- **YOUR TASK**:
Write out each of the records below word for word, line by line, without changing anything.
--- Start of DATA RECORDS ---
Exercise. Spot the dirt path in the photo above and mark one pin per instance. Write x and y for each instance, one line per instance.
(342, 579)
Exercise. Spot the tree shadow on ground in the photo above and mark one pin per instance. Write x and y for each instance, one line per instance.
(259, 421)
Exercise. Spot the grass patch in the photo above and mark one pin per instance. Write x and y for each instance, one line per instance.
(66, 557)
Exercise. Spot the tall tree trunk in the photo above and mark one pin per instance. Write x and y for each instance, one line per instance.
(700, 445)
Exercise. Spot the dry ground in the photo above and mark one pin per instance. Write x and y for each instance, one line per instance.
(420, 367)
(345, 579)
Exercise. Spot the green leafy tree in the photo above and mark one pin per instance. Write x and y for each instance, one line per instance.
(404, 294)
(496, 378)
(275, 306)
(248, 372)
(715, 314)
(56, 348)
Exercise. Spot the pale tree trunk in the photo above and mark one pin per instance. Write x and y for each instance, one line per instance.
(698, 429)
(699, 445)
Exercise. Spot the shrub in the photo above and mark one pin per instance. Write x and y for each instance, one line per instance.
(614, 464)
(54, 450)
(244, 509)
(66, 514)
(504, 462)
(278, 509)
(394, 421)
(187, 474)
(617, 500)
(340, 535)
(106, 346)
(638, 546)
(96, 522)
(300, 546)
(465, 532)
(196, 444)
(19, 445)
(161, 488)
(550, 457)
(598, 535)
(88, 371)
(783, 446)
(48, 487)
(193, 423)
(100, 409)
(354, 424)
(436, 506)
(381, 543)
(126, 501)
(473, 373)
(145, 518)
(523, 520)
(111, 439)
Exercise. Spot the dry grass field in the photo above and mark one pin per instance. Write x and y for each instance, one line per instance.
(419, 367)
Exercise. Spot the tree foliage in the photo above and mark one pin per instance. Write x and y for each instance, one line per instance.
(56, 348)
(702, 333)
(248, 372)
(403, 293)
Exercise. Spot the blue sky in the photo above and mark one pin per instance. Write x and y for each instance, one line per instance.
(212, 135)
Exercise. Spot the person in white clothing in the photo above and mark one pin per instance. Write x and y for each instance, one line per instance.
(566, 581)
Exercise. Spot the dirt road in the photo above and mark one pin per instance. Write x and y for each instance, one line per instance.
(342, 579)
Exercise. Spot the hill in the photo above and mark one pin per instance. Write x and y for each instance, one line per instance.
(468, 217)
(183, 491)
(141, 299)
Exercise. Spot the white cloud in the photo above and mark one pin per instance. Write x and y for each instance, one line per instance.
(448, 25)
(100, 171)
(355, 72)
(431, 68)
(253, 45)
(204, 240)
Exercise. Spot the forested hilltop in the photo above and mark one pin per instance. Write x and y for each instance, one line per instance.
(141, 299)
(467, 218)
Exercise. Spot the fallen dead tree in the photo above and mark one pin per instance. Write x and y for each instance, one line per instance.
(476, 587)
--- End of DATA RECORDS ---
- **TASK OUTPUT**:
Exercise. Spot the dirt path in the photo above and mark one pin per instance. Write x and y for each instance, one line per instance.
(342, 579)
Exercise. Spot the tree shadow on ground in the photo above and mark one pin per instance. Write x and y for each instance, one line per instance.
(259, 421)
Exercise. Spot the grass patch in the photo above and mark one pin per instance. Write x and y for each instance, one line per instance.
(66, 557)
Exercise. Spot the tall tree trunk in the photo above and mark one pin per instance. Write x and y for each instance, one line per instance.
(700, 445)
Exercise. Spot the dry ground in the photo above and mark one pin per instance. Write x and y for each instance, one line per instance.
(420, 367)
(345, 579)
Exercise. Spot the green leafy tree in the photo above and mark one pin per instance. Write x and y for each instance, one line per instance.
(404, 294)
(496, 378)
(275, 306)
(248, 372)
(715, 314)
(56, 348)
Exercise. Spot the pale tree trunk in the photo above and mark one pin per instance. Write x and y for each instance, one line per instance.
(698, 429)
(699, 445)
Exercise. Spot the shrub in the photo above and mark one pin per instance. Write x and y for each instance, one line per instance.
(614, 464)
(54, 450)
(244, 509)
(66, 514)
(504, 462)
(278, 509)
(394, 421)
(187, 474)
(617, 500)
(340, 535)
(106, 346)
(638, 546)
(96, 522)
(300, 546)
(465, 532)
(196, 444)
(19, 445)
(161, 488)
(550, 457)
(598, 535)
(88, 371)
(783, 446)
(48, 487)
(193, 423)
(100, 409)
(354, 424)
(436, 506)
(381, 543)
(126, 501)
(473, 373)
(145, 518)
(523, 520)
(111, 439)
Exercise. Spot the dry grass field in the photo above and mark one pin per instance. Write x and y for each instance, one line per instance.
(419, 367)
Exercise. Spot the tree foliage in the photo above and mark one pin per instance. Write x and y for each instance, one line per instance.
(56, 348)
(702, 333)
(248, 372)
(403, 293)
Exercise. Spot the blue sky in the photo above and mark one pin per instance. Write x and y for each instance, one line per instance.
(212, 135)
Exercise. Spot the person in white clothing in the photo above and mark one pin per instance. Write x and y for each instance, one line per instance.
(566, 581)
Exercise. Spot the dirt road in the photo above and mark one pin per instance. Write x and y for each instance, one line per instance.
(342, 579)
Exercise. Spot the hill in the photo above and mark one pin per instance. Write x and y for each instance, one line per instance.
(468, 217)
(183, 491)
(141, 299)
Exercise. Spot the white cloud in the photo above and mark one pin per instance. Write x and y for each instance, one line per instance.
(448, 25)
(100, 171)
(355, 72)
(431, 68)
(253, 45)
(204, 240)
Exercise. Spot the forested hilltop in the photo above and mark one pin per instance. Write x and y for each instance, one line per instance.
(141, 299)
(467, 218)
Exercise. Spot the fallen dead tree in the photo above and mark one pin per instance. Write x and y for each instance, one line per instance.
(476, 587)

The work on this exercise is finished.